WHAT YOU SHOULD DO - Look below for the line containing "Reviewer note: check that every instance of the man's hand". Output it and each remaining line of the entries exactly, and nothing else.

::::::::::

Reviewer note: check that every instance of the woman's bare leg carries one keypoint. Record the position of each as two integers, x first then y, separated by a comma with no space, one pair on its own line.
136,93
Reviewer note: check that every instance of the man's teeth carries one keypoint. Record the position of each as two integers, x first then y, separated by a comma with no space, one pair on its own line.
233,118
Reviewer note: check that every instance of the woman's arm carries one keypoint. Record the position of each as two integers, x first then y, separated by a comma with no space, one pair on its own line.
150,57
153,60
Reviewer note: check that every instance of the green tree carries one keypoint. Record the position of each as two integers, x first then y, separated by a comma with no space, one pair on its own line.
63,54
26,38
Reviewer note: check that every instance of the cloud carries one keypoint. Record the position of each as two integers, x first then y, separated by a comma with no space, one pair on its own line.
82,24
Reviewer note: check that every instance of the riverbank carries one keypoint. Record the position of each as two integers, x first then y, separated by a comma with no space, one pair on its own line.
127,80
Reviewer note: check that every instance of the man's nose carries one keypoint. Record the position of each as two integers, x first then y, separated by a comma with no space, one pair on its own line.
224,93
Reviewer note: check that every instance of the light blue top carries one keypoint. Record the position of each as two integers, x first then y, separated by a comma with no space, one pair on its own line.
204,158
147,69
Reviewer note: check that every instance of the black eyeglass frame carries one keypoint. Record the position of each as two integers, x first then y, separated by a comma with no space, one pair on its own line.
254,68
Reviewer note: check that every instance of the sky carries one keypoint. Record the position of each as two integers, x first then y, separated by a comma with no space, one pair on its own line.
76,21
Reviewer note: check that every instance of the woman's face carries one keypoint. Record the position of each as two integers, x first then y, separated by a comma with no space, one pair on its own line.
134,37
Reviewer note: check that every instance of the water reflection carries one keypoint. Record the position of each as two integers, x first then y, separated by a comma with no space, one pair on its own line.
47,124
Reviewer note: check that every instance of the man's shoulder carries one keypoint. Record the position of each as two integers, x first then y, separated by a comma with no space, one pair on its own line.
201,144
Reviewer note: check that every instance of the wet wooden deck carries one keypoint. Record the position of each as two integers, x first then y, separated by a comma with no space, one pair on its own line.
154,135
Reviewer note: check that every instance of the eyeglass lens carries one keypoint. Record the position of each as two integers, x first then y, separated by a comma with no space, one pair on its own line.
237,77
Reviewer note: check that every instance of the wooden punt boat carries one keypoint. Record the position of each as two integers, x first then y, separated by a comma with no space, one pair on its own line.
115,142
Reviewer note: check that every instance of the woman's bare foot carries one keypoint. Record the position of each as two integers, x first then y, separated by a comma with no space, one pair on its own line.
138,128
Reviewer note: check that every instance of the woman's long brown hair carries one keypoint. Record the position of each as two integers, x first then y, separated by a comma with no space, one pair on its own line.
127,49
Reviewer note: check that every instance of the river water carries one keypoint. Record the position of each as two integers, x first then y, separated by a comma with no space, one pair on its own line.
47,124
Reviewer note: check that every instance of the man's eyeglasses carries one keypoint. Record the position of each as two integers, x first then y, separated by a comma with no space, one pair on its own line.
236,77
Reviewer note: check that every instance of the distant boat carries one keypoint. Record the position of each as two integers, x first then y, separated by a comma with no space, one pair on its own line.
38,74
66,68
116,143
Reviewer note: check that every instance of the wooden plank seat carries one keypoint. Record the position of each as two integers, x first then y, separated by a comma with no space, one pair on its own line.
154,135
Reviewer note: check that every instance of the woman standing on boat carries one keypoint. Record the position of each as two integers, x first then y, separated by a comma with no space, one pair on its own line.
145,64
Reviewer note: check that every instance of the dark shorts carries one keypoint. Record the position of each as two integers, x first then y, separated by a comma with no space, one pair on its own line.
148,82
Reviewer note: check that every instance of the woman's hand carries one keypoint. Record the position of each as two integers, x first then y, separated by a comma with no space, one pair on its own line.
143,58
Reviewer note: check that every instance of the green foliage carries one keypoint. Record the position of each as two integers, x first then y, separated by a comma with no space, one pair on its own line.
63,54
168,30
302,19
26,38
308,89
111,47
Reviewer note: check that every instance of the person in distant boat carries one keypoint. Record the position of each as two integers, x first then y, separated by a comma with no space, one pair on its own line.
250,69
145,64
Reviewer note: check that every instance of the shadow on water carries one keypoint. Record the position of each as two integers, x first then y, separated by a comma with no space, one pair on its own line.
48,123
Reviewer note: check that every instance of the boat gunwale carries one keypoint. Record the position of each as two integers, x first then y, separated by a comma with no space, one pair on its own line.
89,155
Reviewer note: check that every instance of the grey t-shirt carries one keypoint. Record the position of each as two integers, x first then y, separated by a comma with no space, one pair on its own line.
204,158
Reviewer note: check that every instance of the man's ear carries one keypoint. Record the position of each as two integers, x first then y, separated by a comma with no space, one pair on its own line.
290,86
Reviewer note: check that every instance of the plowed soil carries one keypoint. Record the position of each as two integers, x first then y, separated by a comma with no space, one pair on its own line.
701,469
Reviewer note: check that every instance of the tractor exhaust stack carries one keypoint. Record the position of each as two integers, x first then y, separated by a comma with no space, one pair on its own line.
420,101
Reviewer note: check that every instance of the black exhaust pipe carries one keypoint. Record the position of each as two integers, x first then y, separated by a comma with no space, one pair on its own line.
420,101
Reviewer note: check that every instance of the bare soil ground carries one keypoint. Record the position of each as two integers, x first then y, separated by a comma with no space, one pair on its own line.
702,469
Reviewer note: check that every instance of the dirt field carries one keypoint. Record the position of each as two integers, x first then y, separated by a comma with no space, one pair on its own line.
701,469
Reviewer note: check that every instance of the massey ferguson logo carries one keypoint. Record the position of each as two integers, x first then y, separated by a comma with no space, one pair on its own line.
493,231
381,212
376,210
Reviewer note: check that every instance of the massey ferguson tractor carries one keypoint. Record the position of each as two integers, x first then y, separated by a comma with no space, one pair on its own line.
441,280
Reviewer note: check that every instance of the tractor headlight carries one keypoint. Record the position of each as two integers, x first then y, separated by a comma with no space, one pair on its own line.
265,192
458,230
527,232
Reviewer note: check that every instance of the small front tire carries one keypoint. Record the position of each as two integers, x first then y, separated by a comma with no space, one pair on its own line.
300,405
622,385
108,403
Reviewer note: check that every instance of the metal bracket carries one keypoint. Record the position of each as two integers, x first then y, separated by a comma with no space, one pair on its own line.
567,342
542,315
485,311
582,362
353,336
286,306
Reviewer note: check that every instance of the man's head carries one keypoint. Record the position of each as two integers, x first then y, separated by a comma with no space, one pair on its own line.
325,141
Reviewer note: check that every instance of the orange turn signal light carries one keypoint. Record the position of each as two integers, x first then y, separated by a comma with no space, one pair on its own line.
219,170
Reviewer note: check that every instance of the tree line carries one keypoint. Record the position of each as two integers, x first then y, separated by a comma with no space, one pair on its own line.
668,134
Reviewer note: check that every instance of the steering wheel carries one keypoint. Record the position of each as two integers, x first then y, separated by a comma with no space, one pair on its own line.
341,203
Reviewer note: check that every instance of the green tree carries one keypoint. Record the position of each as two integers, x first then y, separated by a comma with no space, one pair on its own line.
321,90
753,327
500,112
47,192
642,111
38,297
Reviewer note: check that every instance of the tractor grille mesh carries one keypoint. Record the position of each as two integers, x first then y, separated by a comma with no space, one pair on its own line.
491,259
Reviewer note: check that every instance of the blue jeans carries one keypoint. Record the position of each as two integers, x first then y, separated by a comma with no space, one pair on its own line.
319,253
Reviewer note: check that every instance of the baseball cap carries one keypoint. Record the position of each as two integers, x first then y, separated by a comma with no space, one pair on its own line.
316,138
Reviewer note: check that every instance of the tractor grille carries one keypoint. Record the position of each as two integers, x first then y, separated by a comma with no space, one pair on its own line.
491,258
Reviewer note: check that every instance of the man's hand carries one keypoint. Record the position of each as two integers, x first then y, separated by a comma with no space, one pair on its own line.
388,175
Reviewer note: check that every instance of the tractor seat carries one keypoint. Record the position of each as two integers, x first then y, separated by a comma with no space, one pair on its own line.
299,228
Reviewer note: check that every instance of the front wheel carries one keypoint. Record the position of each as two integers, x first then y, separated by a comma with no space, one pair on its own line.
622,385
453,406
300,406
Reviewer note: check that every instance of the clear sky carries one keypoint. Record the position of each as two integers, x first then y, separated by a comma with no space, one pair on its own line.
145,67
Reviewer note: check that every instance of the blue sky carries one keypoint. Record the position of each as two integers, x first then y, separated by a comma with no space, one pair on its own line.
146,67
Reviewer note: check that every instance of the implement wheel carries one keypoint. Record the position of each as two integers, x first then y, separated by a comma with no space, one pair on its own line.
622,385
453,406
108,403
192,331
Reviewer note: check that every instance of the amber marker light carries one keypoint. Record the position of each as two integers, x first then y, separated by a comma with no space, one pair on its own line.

::::::::::

RESULT FOR THIS TASK -
Reviewer note: check that every instance of the man's hand carries one keypoint. Record the position of each as two integers, x first then y, separated by a comma with no space, one pair on its own line.
388,175
Reviewer note: check that every instance of the tractor seat carries one keypoint. Record the position of each as two integers, x first then y, separated by a comma with no space, one pair on its own line.
299,228
Reviewer note: check that every instance of the front wheel carries one keypoint. Record the position of each as two integers, x first then y, separated by a comma with no space, one pair on its own line.
622,385
453,406
300,406
Reviewer note: check that every instance of the clear sky carries one keypoint. Record the position of each as two integers, x first then y, separated by a comma with no space, one pair on its own line.
145,67
Reviewer note: check that every instance of the blue sky carries one keypoint. Record the position of each as two integers, x first then y, separated by a comma with no space, one pair on its own line.
146,67
Reviewer note: check that every instance of the implement wheel carries one keypoint. Record the position of each as two integers, x first then y, separated by a comma with no space, one pair on its own line.
622,385
453,406
108,403
192,331
Reviewer note: check that every instance of the amber marker light carries one keypoint. Record the position of each as two integers, x first then y, separated by a comma with no space, one pair on its own line.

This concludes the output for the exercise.